• WHAT YOU SHOULD DO: Format the material below as a JSON list of strings, with each line as its own string and the blank lines omitted.

• Data entries:

________________

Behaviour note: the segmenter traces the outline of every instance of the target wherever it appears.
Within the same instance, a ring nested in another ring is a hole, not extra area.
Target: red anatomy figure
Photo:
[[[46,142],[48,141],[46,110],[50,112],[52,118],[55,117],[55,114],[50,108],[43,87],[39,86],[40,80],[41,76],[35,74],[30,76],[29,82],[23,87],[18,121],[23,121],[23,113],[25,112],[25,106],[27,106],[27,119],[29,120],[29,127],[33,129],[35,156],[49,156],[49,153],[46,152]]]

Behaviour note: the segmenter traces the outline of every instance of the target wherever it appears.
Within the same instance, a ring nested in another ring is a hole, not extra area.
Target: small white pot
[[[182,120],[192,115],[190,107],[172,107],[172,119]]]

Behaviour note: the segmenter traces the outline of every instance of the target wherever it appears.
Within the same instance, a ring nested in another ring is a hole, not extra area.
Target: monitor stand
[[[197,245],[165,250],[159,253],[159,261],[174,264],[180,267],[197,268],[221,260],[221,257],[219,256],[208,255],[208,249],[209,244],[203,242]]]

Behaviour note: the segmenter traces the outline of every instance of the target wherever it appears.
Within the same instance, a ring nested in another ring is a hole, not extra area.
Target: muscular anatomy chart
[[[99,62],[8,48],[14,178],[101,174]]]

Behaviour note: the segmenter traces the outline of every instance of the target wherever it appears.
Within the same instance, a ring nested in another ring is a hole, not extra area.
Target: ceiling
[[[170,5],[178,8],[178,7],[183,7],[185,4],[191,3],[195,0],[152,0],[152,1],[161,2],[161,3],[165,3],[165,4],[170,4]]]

________________

• ANSWER BELOW:
[
  "Behaviour note: the segmenter traces the outline of every instance of the target wherever it appears.",
  "Within the same instance, a ring nested in another ring is a hole, not extra area.",
  "Target: red anatomy figure",
  "Photo:",
  "[[[46,142],[48,141],[46,110],[50,112],[52,118],[55,117],[55,114],[50,108],[43,87],[39,86],[40,80],[41,76],[35,74],[30,76],[29,82],[23,87],[18,121],[23,121],[23,113],[25,112],[25,106],[27,106],[27,119],[29,120],[29,127],[33,129],[35,156],[49,156],[49,153],[46,152]]]",
  "Behaviour note: the segmenter traces the outline of every instance of the target wherever it appears.",
  "Within the same instance, a ring nested in another ring is a hole, not extra area.",
  "Target: small white pot",
  "[[[182,120],[192,115],[190,107],[172,107],[172,119]]]",
  "Behaviour note: the segmenter traces the outline of every instance of the target wherever it appears.",
  "Within the same instance, a ring nested in another ring is a hole, not extra area.",
  "Target: monitor stand",
  "[[[197,245],[165,250],[159,253],[159,261],[174,264],[180,267],[197,268],[221,260],[221,257],[219,256],[208,255],[208,249],[209,244],[203,242]]]",
  "Behaviour note: the segmenter traces the outline of every instance of the target wherever it appears.",
  "Within the same instance, a ring nested in another ring is a hole, not extra area.",
  "Target: muscular anatomy chart",
  "[[[99,62],[8,48],[14,178],[101,174]]]",
  "Behaviour note: the segmenter traces the outline of every instance of the target wherever it appears.",
  "Within the same instance, a ring nested in another ring is a hole, not extra area.",
  "Target: ceiling",
  "[[[170,5],[178,8],[178,7],[183,7],[185,4],[191,3],[195,0],[152,0],[152,1],[161,2],[161,3],[165,3],[165,4],[170,4]]]"
]